[Start of Attachment]
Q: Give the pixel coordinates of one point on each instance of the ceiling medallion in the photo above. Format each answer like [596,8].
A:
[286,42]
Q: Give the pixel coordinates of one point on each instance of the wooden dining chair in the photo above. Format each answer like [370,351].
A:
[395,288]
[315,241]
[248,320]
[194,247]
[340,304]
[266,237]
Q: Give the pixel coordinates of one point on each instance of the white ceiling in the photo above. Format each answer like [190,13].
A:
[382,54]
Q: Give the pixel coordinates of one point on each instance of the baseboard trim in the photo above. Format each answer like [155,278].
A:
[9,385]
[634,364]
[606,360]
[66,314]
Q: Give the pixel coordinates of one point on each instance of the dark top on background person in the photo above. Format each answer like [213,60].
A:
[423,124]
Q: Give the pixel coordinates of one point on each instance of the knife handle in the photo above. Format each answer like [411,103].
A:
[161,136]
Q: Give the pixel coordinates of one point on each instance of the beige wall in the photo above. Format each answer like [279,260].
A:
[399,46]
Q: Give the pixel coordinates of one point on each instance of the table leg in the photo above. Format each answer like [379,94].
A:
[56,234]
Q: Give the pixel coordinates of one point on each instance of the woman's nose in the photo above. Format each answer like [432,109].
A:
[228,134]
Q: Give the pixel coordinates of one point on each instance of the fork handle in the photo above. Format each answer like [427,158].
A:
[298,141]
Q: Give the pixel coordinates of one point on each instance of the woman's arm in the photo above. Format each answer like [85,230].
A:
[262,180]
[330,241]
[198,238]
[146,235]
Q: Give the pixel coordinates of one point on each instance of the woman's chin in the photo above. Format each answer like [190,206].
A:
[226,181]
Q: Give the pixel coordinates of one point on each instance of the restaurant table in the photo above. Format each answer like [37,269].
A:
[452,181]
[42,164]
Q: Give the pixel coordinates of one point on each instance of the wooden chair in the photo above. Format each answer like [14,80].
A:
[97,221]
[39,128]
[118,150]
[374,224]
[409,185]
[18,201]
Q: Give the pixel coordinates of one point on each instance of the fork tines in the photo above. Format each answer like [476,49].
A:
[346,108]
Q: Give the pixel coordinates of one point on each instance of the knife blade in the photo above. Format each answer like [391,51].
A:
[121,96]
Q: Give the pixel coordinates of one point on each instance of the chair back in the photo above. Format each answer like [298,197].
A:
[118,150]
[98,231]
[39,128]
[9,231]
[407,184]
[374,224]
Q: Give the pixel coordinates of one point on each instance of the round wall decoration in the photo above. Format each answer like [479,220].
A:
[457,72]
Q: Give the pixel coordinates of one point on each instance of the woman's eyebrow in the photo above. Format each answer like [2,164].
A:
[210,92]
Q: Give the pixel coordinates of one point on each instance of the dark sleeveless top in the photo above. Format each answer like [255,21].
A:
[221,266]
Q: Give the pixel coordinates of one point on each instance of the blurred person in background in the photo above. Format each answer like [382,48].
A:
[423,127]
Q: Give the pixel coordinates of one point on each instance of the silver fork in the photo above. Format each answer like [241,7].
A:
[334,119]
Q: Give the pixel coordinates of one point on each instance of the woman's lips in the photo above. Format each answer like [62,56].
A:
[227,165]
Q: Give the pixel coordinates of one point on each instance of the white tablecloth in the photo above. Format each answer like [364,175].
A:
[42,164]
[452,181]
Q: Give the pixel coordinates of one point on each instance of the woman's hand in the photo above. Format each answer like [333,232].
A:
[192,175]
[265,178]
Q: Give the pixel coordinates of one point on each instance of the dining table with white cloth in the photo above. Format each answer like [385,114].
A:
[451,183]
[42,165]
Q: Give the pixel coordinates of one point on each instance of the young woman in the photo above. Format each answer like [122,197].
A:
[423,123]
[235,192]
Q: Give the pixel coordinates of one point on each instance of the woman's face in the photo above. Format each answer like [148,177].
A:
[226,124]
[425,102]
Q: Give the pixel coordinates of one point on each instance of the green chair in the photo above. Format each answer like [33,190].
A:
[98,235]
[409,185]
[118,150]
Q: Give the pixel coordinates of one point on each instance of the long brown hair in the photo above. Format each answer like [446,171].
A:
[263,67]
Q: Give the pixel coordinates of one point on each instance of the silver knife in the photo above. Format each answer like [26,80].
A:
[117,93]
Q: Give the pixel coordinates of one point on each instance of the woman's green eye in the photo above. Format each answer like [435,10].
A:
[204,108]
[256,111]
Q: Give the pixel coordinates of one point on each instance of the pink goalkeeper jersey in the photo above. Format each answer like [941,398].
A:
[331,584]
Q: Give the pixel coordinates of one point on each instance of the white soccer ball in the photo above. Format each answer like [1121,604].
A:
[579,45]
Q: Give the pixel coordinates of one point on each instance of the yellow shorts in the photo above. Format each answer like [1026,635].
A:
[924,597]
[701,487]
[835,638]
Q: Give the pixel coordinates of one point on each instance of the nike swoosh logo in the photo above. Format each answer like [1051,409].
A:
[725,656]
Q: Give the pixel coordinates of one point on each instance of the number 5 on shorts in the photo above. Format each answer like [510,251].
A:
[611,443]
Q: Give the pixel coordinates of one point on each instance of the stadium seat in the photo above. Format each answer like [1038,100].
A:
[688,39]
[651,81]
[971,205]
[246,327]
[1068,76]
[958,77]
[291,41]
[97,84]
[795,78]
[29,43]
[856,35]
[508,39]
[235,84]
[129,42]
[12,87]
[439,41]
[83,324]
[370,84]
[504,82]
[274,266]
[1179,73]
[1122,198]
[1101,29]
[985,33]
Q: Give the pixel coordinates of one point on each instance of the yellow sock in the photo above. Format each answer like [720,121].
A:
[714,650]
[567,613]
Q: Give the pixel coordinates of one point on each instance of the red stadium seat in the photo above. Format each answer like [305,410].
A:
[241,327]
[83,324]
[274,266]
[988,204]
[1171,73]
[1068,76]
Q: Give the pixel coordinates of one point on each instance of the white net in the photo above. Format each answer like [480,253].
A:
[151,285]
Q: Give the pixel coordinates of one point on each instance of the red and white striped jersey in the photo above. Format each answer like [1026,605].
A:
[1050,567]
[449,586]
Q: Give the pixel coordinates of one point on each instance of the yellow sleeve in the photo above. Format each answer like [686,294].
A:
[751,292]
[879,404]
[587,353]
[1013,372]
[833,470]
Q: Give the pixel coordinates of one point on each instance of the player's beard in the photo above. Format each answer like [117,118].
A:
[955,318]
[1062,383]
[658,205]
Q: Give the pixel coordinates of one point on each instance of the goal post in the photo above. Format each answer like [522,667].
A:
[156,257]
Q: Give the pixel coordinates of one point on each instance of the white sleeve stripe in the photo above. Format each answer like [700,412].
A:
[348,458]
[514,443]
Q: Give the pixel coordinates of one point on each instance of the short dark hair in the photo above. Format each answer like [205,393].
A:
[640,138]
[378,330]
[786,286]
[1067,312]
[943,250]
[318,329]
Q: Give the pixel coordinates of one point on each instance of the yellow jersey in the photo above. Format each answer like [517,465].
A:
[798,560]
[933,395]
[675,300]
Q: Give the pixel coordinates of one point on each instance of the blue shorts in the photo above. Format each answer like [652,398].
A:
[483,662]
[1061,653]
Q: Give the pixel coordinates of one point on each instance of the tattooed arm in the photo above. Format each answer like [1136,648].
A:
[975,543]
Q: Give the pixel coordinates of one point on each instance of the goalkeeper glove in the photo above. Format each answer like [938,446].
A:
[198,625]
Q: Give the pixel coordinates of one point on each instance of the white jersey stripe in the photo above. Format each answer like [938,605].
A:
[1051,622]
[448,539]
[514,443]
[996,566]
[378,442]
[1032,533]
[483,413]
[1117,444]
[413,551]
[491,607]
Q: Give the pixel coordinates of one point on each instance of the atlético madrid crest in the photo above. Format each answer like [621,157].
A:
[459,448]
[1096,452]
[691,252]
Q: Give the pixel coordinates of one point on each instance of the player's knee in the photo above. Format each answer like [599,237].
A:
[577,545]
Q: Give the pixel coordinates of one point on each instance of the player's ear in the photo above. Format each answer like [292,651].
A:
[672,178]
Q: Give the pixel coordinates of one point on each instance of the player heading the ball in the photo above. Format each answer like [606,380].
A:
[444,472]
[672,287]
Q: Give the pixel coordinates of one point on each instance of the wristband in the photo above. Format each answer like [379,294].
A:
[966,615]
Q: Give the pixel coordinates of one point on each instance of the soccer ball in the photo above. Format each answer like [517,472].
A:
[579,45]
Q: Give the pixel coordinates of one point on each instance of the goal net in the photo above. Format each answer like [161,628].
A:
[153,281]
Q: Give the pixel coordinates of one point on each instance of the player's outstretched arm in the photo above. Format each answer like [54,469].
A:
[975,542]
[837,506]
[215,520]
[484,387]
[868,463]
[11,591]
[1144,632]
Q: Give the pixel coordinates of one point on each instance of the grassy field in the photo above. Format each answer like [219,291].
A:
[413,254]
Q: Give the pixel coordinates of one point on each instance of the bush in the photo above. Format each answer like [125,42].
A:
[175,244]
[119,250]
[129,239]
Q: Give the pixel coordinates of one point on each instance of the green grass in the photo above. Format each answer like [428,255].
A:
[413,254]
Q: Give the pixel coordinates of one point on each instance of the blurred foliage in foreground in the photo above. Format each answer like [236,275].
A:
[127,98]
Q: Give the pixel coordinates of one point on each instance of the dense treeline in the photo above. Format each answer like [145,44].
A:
[End of Attachment]
### TASK DETAILS
Return each line of the material above that holds the string "dining".

### RESPONSE FOR THIS EXERCISE
Q: Give the pixel coordinates of one point on each instance of the wooden dining chair in the photo above. Format each answer like [370,351].
Q: Give the pixel coordinates of one point on each instance of the dining table with white cloth in the photo above. Format each answer like [385,114].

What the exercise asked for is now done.